Pointing dataset excerpts
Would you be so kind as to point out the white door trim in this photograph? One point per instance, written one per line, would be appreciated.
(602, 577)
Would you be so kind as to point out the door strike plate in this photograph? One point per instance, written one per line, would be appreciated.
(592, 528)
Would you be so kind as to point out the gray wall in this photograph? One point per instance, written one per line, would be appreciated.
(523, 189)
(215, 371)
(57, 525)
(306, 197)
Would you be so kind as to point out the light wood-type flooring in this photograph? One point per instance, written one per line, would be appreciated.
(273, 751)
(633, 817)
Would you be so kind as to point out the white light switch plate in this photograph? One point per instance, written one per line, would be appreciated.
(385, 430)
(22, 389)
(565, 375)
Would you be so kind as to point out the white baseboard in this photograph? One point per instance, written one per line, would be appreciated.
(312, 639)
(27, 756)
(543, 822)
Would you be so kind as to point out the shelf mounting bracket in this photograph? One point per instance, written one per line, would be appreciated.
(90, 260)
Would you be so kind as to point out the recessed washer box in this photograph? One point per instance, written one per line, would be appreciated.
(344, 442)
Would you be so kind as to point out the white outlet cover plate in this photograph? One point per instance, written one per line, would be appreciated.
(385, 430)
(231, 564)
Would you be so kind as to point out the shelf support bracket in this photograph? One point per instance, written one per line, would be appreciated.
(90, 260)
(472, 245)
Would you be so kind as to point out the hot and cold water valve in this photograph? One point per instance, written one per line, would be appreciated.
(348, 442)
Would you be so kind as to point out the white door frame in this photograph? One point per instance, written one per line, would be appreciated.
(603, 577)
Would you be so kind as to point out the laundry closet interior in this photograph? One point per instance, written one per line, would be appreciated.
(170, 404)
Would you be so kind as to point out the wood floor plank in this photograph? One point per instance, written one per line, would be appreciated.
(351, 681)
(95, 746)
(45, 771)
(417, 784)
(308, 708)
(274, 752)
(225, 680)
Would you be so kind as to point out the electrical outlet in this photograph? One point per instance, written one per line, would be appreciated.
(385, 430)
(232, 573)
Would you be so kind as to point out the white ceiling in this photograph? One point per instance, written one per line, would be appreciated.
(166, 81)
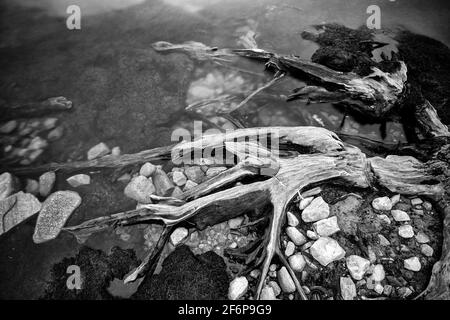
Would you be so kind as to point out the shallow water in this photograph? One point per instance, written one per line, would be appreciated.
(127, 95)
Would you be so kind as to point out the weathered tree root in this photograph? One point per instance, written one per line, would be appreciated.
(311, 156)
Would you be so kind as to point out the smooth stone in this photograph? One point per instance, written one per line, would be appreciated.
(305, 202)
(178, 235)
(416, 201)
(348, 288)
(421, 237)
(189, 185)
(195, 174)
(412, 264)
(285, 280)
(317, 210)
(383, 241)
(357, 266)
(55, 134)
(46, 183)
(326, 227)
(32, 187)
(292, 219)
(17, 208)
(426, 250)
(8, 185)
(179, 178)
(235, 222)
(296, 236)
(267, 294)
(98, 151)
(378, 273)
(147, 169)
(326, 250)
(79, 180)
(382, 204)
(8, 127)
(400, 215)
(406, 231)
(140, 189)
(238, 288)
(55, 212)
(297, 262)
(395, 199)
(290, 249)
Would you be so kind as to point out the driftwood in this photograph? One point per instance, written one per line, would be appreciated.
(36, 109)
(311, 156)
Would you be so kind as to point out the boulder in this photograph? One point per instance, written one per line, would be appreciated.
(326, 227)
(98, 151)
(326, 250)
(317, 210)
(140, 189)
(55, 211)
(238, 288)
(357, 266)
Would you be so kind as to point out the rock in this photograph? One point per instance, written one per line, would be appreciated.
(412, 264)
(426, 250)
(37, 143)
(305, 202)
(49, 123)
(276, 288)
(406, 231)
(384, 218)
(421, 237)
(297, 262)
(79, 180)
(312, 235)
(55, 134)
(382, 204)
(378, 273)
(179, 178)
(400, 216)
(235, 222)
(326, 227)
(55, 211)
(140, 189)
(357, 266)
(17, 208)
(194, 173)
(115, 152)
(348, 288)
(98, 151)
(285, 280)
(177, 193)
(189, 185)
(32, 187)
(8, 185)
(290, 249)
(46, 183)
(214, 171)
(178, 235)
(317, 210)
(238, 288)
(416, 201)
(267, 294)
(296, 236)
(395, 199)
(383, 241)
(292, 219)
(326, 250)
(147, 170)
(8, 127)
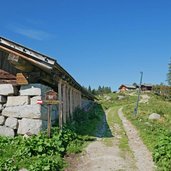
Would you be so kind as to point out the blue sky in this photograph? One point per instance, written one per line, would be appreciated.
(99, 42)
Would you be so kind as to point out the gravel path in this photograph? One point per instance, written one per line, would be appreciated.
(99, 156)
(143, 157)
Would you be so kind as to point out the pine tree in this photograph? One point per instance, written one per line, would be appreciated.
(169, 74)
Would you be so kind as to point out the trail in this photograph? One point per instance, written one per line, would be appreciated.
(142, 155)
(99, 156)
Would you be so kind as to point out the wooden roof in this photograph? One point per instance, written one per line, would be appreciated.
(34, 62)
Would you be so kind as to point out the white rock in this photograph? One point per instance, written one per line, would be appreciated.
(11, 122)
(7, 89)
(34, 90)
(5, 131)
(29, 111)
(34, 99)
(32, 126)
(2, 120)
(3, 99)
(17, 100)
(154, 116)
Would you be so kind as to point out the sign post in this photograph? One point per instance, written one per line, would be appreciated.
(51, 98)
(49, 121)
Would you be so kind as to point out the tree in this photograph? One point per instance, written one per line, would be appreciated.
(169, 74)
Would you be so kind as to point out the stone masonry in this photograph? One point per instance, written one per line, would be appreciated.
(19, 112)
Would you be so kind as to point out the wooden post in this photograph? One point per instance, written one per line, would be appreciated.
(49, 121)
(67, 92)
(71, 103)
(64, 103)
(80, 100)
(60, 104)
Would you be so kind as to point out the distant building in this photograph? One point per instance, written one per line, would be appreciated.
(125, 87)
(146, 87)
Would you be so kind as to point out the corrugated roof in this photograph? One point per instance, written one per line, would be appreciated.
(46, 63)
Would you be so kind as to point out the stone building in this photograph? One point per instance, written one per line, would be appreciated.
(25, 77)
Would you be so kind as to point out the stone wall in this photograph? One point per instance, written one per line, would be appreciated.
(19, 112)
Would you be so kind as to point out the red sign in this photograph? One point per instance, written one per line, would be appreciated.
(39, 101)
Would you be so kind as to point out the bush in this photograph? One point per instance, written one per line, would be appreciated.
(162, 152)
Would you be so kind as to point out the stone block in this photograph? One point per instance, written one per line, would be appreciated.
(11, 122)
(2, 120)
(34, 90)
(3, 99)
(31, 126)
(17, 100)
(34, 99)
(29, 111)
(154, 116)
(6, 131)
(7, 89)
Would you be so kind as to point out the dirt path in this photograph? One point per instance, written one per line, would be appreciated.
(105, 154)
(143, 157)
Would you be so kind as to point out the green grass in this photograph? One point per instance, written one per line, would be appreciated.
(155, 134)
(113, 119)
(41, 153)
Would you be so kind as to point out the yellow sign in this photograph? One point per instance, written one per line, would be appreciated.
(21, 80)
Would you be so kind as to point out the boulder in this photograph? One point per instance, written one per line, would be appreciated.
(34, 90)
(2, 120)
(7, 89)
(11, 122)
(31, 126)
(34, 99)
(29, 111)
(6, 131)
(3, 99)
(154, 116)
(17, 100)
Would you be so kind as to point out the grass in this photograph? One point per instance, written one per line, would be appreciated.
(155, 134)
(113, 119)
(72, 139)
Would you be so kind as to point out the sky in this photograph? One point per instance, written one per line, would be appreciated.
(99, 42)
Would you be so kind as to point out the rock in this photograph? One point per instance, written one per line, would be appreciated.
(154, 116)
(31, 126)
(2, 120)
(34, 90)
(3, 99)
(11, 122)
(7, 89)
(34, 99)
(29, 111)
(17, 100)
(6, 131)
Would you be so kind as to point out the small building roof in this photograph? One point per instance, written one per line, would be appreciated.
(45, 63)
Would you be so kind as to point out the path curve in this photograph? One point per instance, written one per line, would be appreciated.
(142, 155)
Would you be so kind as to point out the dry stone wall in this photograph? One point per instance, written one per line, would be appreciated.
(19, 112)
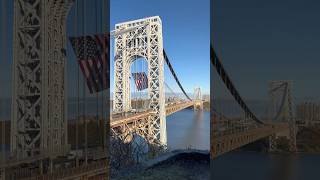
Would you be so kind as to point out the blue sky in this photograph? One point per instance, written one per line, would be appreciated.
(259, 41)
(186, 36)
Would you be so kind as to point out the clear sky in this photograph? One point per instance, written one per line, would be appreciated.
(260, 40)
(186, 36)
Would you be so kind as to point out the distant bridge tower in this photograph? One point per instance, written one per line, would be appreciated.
---
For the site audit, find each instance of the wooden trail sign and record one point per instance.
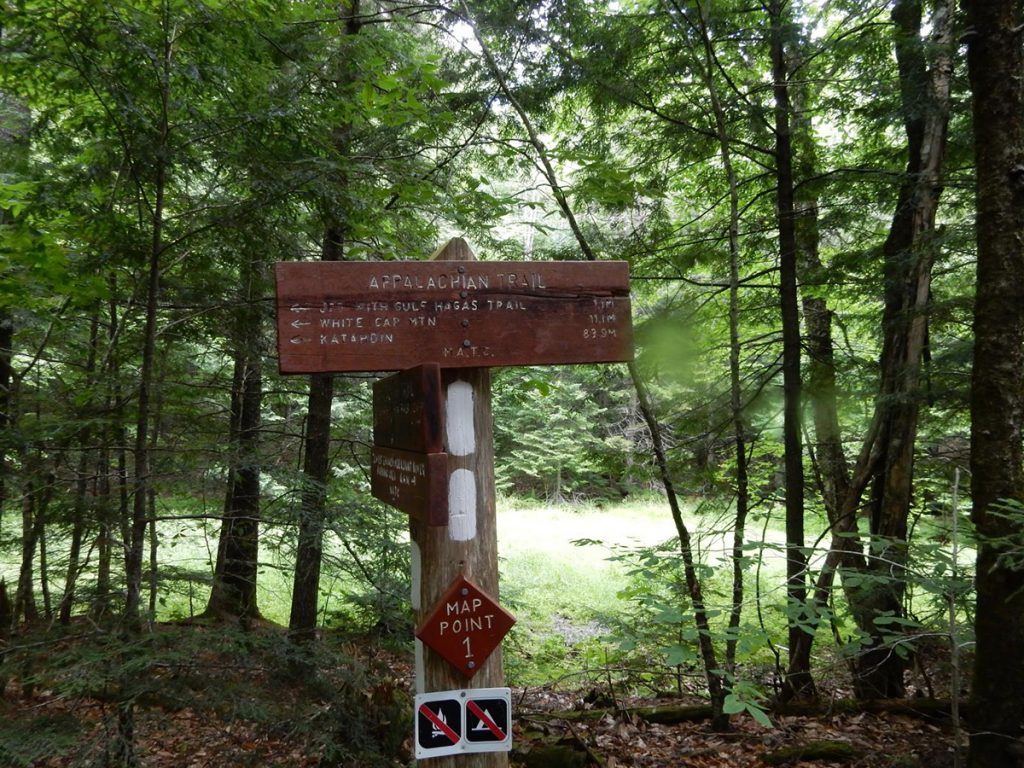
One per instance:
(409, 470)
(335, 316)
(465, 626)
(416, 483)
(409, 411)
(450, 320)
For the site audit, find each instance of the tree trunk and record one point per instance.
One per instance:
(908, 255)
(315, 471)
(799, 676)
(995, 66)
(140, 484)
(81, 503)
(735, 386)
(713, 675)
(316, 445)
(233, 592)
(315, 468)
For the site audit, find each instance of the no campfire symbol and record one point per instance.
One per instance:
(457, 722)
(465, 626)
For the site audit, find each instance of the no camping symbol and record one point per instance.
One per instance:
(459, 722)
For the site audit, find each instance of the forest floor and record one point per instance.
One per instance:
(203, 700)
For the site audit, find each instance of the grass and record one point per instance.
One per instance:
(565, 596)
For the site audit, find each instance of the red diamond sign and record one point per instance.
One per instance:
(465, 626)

The request: Shift every coordinate in the material up by 29, from the line holding "Would you be so kind as to point out the clear" through the line holding "the distant bridge", inclusive. Write out all of those lines in full, requests included.

Solved exercise:
Would you be so kind as to point out the clear sky in this photograph? One point per instance, written one per line, would be appreciated.
(289, 69)
(215, 65)
Would you be so kind as to point out the distant bridge tower in this photograph? One point per instance, written one per line, would be appreciated.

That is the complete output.